- **PROMPT**:
Print each entry precisely; exclude the pictures.

- **SUPPLIED RECORDS**:

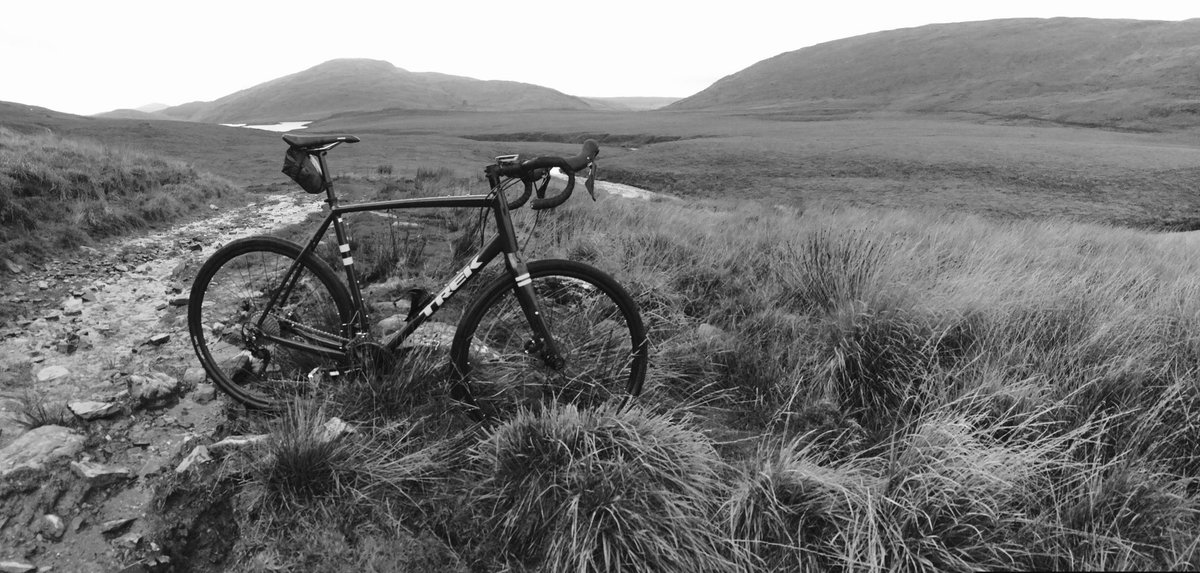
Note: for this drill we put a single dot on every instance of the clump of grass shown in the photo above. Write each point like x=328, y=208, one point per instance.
x=407, y=386
x=789, y=512
x=601, y=490
x=33, y=412
x=305, y=463
x=67, y=192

- **ANSWER BOX**:
Note: for this drill we put a single dot on every instance of the clump of grass shown in the photo above. Write each point like x=328, y=208, one point per instance.
x=407, y=386
x=789, y=512
x=601, y=490
x=33, y=412
x=305, y=463
x=67, y=192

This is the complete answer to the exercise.